**Task instructions**:
Your answer should be the line that contains "Please mark every instance of the soldier" and each line after it, restated word for word through the final line of the entries.

━━━ Record excerpts ━━━

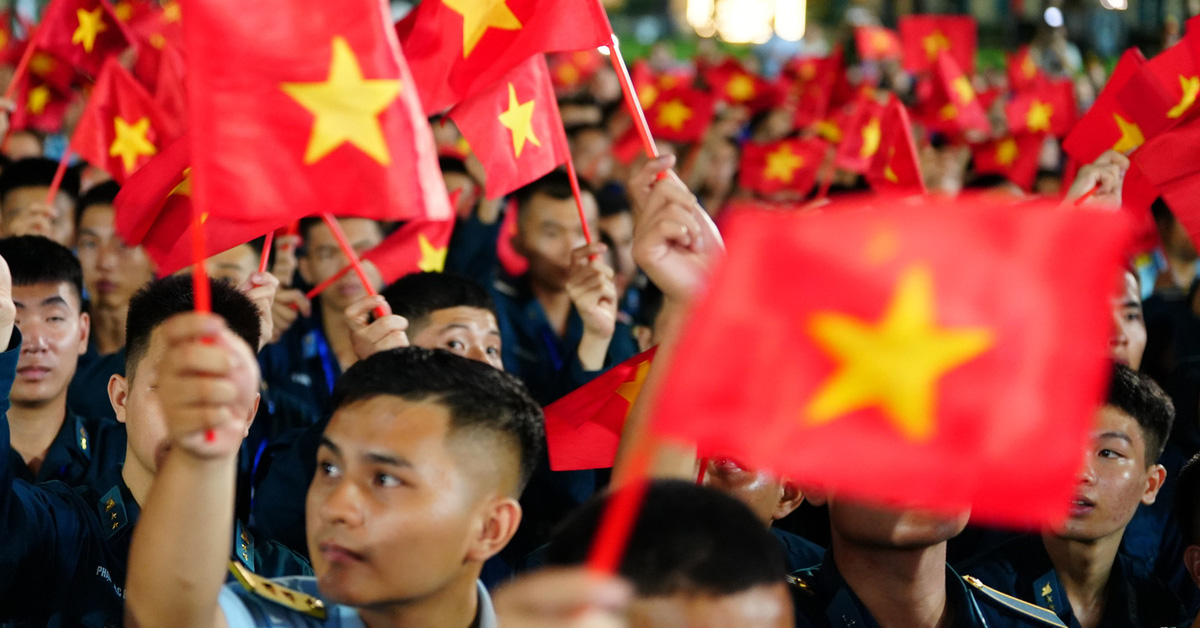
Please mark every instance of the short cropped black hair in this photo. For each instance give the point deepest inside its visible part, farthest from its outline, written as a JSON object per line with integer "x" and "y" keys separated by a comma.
{"x": 161, "y": 299}
{"x": 37, "y": 259}
{"x": 688, "y": 539}
{"x": 1137, "y": 395}
{"x": 478, "y": 396}
{"x": 419, "y": 294}
{"x": 36, "y": 172}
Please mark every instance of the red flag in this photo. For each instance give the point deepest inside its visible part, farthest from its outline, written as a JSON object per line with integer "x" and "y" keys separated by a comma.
{"x": 154, "y": 210}
{"x": 514, "y": 127}
{"x": 913, "y": 369}
{"x": 319, "y": 117}
{"x": 785, "y": 166}
{"x": 1015, "y": 157}
{"x": 876, "y": 43}
{"x": 83, "y": 33}
{"x": 121, "y": 127}
{"x": 460, "y": 47}
{"x": 927, "y": 36}
{"x": 583, "y": 428}
{"x": 1107, "y": 125}
{"x": 894, "y": 168}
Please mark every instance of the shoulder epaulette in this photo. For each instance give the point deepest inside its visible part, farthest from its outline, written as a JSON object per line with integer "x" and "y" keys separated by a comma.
{"x": 280, "y": 594}
{"x": 1017, "y": 605}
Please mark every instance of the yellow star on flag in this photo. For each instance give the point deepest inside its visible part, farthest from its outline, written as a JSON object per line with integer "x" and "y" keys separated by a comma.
{"x": 1131, "y": 135}
{"x": 783, "y": 163}
{"x": 130, "y": 142}
{"x": 433, "y": 258}
{"x": 91, "y": 23}
{"x": 478, "y": 16}
{"x": 519, "y": 119}
{"x": 1191, "y": 87}
{"x": 673, "y": 114}
{"x": 895, "y": 364}
{"x": 39, "y": 97}
{"x": 1038, "y": 118}
{"x": 871, "y": 135}
{"x": 346, "y": 107}
{"x": 934, "y": 43}
{"x": 1006, "y": 153}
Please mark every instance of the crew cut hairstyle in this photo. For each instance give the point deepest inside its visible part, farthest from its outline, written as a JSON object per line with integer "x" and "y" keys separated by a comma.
{"x": 1137, "y": 395}
{"x": 37, "y": 259}
{"x": 419, "y": 294}
{"x": 478, "y": 396}
{"x": 161, "y": 299}
{"x": 688, "y": 539}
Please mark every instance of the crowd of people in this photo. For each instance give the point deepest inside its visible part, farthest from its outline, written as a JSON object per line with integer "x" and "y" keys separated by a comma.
{"x": 376, "y": 455}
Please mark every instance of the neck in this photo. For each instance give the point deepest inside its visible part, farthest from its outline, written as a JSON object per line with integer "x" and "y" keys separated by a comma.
{"x": 455, "y": 605}
{"x": 34, "y": 426}
{"x": 899, "y": 587}
{"x": 1084, "y": 569}
{"x": 556, "y": 303}
{"x": 108, "y": 328}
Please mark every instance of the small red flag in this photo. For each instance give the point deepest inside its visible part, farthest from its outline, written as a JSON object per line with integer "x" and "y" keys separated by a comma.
{"x": 583, "y": 428}
{"x": 514, "y": 127}
{"x": 121, "y": 127}
{"x": 456, "y": 48}
{"x": 83, "y": 34}
{"x": 784, "y": 166}
{"x": 924, "y": 37}
{"x": 318, "y": 117}
{"x": 924, "y": 371}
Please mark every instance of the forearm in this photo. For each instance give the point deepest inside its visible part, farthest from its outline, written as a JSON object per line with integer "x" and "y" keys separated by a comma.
{"x": 181, "y": 544}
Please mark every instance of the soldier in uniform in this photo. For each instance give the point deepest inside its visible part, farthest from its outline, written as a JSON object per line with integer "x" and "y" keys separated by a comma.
{"x": 49, "y": 442}
{"x": 419, "y": 472}
{"x": 64, "y": 557}
{"x": 1078, "y": 570}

━━━

**Result**:
Please mark every instance of the soldier in uniform in this photo. For each instance give the point deepest inside its visible part, farthest from its outline, written as a JSON object per line with integer "x" and "y" keys separated by a comma.
{"x": 49, "y": 442}
{"x": 419, "y": 472}
{"x": 64, "y": 557}
{"x": 1078, "y": 570}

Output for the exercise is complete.